Our house is located in friendly area with lots of families, so connecting with other children would never be a problem.
Even though the local schools are a very short drive away, our house is actually one of the stops for the school bus that comes by every morning.
Our neighborhood has a nice bike path in it that leads to a couple small parks and one big park. The nearby parks have plenty of walking, dog areas, jungle gyms, and one park is large enough to even have an observatory and restaurant in it.
While we don't have a pool at our house, swimming is something we both grew up enjoying and there are plenty of public pool options that we can utilize nearby.
Our Extended Families
We both grew up being close with our families.
Nick is a middle child in between his sister. His mother is divorced and he is only close with that side of the family. His grandparents are very close and involved. Nick's older sister has a 10-year-old son. When we get together we enjoy grilling out and games such as bingo, trivia, and board games. While Nick's family isn't very unique, we are very close and are always meeting up or talking to each other.
Natalie is the youngest of four sisters. Sadly Natalie's mom passed away recently. Each of her sisters have formed their own families and we now have six nieces and one nephew on this side of the family. Her brother-in-law and 3 of her nieces are deaf so we have gotten to learn about and acclimate ourselves with deaf culture and American sign language.
We both grew up in the same hometown, so the majority of both our families are only 90 minutes away. Due to this, we are able to see both our families for major holidays. When we get together with Natalie's family, we spend most of our time entertaining the children through various activities like games, coloring, or playing outside. Between our two families, we are visiting or hosting get togethers at least once a month. We have shared our adoption plans with them our families are very excited to have a new child to dote on.
From Us to You
There are no words adequate enough to thank you or to explain how much it means to us that you would even consider us as you contemplate the heavy decision of putting your child up for adoption. We can't even begin to fathom how emotional and difficult this decision has been for you and no matter how grateful we are we will always put ourselves in your shoes and respond with empathy and compassion.
We have known each other since we were 13 but have been together for 12 devoted years and have been happily married for 6 of those years. We have always wanted kids and have always dreamed of being the best possible parents we could be. We've always known that because of infertility our path to becoming parents would be different and that we would have a lot of decisions to make. While we watched so many experience the joy of having kids, we took our time making decisions about how we would start a family and how we would navigate adoption and all the expectations and decisions that come with it. Everything that we have worked towards and every decision we have made has been for a child who will be so very loved and special to us. Going forward we will always put the child's needs above our own.
We promise that you won't be just a name or an image on a photograph. You won't be just a story to this child but an integral part of the child's story and life. Photographs are especially important in this house, and we would love to share photos and updates with you. We promise to keep in touch with letters or email, whichever you feel more comfortable with, as well as phone calls. We are also flexible in discussing future visits. You are important to this child, and you are important to us. We can't even begin to explain how much it means to us if you pick us or how grateful we would be for the rest of our lives. No matter what family you may consider this child will be loved and cared for and I know our ache to become parents and have a family is the same as everyone who is anxiously awaiting to be picked, but if you pick us this child will be our whole world. We desperately want to go through it all, the roller coaster of emotions, the delicate web of the beautiful moments and the difficult moments all spun together with love. We are under no illusion that parenting will be easy, but we want so badly to go through it all and know it's the best thing we could ever do in our lives.

### Material for this exercise
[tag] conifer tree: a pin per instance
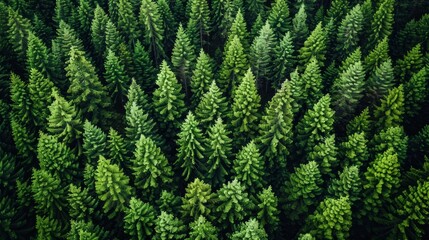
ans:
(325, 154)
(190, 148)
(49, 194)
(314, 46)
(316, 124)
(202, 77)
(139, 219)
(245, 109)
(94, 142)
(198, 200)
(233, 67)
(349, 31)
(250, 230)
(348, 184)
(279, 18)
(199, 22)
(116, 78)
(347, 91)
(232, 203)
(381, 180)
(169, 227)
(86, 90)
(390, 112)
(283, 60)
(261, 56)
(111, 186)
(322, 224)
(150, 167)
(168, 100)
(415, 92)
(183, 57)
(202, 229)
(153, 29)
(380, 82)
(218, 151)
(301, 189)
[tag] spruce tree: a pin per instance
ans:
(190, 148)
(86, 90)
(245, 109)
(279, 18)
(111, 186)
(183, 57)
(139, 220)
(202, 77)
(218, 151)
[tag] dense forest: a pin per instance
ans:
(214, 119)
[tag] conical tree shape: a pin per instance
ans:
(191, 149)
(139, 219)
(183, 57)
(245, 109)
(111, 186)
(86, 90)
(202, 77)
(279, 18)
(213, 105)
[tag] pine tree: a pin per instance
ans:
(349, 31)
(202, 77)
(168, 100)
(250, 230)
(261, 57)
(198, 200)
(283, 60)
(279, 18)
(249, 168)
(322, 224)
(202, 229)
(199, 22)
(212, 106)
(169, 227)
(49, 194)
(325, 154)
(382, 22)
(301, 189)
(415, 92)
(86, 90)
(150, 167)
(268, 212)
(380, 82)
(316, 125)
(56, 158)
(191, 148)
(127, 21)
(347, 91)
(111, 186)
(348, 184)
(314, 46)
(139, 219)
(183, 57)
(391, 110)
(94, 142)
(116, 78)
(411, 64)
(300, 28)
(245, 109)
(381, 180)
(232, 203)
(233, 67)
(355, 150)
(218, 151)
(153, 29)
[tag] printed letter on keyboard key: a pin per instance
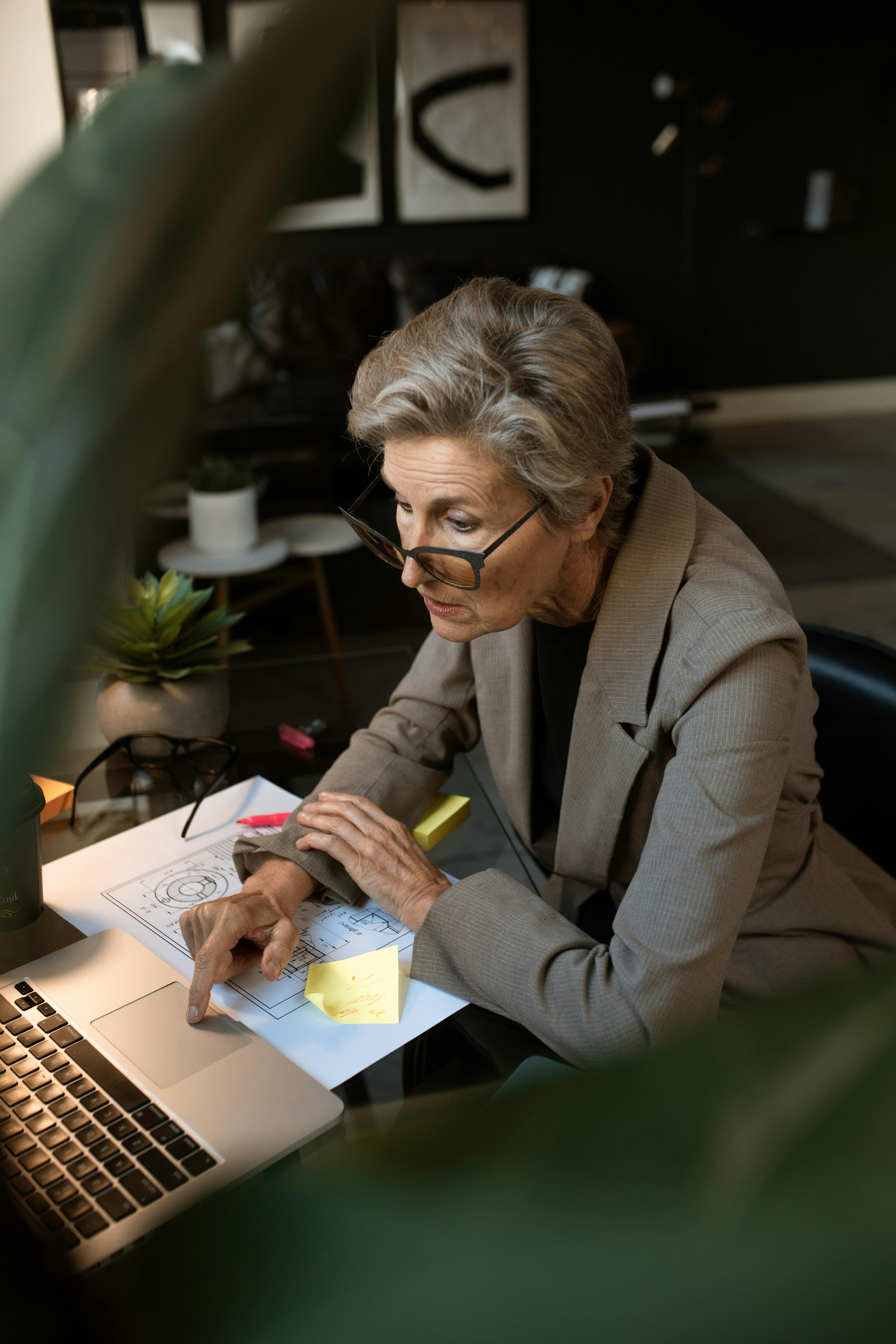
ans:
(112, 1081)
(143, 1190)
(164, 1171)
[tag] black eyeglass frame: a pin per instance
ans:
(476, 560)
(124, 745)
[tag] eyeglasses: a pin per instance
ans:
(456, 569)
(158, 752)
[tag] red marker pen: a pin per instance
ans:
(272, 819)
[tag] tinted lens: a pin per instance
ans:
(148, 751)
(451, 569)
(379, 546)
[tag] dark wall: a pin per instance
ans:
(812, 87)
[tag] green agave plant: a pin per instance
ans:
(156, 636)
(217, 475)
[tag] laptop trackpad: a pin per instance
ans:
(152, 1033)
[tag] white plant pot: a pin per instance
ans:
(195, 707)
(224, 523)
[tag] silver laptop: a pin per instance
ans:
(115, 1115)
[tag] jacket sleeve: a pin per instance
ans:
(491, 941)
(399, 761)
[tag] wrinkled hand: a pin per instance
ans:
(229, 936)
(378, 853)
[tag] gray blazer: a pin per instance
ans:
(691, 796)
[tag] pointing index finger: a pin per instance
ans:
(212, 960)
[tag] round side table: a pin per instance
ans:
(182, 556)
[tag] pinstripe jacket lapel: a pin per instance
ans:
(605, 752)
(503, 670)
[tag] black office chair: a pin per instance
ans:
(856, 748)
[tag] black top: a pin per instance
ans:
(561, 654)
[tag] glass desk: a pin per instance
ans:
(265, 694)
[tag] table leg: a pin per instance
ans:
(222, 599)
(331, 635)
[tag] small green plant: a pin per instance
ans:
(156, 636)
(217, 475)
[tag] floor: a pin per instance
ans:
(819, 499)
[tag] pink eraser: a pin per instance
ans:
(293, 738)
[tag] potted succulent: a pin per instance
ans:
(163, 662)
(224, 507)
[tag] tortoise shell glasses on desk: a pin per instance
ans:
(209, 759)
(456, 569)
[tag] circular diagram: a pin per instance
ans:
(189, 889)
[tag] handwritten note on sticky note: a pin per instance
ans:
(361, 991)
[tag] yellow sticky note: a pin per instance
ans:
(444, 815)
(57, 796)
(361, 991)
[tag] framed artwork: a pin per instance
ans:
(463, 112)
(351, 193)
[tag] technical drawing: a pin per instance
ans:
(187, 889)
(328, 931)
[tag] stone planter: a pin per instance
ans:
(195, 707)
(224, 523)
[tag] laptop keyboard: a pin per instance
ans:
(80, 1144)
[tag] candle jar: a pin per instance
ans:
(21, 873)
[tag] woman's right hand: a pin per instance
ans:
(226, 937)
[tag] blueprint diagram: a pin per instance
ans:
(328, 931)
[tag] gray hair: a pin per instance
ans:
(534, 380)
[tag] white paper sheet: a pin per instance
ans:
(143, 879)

### Exercise instructions
[A] Return the portion of the adoption profile starting at "While we don't" and ending at "can utilize nearby.", copied word for word.
[B] Rename "sticky note" to "adhesive note" in the records starting at the line containing "[tag] pinstripe jacket" and ending at the end of the records, leaving everything else as it is. Return only those lines.

### Outputs
[A]
While we don't have a pool at our house, swimming is something we both grew up enjoying and there are plenty of public pool options that we can utilize nearby.

[B]
[tag] pinstripe jacket lapel: a pin per instance
ans:
(605, 752)
(503, 670)
[tag] black office chair: a pin per instance
ans:
(856, 748)
[tag] black top: a pin per instance
ans:
(561, 654)
[tag] glass desk: a pin per instance
ans:
(265, 694)
[tag] table leg: a pin per instance
ans:
(222, 599)
(331, 635)
[tag] small green plant: a pin per instance
ans:
(156, 636)
(217, 475)
[tag] floor: a pin per instance
ans:
(819, 499)
[tag] pink eraser: a pin per instance
ans:
(293, 738)
[tag] potted succulent: a pin per instance
ans:
(163, 662)
(224, 507)
[tag] tortoise shell glasses on desk: a pin per instance
ans:
(209, 759)
(456, 569)
[tag] circular diagram: a pin per instance
ans:
(189, 889)
[tag] handwritten note on adhesive note: a pin per instance
ans:
(361, 991)
[tag] yellow adhesive note: a pin per instance
ans:
(444, 815)
(57, 796)
(361, 991)
[tag] framed artwork: a pin per instance
ans:
(463, 112)
(351, 193)
[tag] technical drawing: a pin per instance
ans:
(187, 889)
(328, 931)
[tag] stone planter: a pin per instance
ans:
(195, 707)
(224, 523)
[tag] laptop keyboard: a pin per instance
ans:
(80, 1144)
[tag] candle jar: a pin per instance
ans:
(21, 873)
[tag] woman's right hand: a pin per instance
ans:
(226, 937)
[tag] blueprint diagram: a pin per instance
ans:
(328, 931)
[tag] gray hair: a pin per instance
ans:
(534, 380)
[tag] white paper sheet: a pin per instance
ans:
(143, 879)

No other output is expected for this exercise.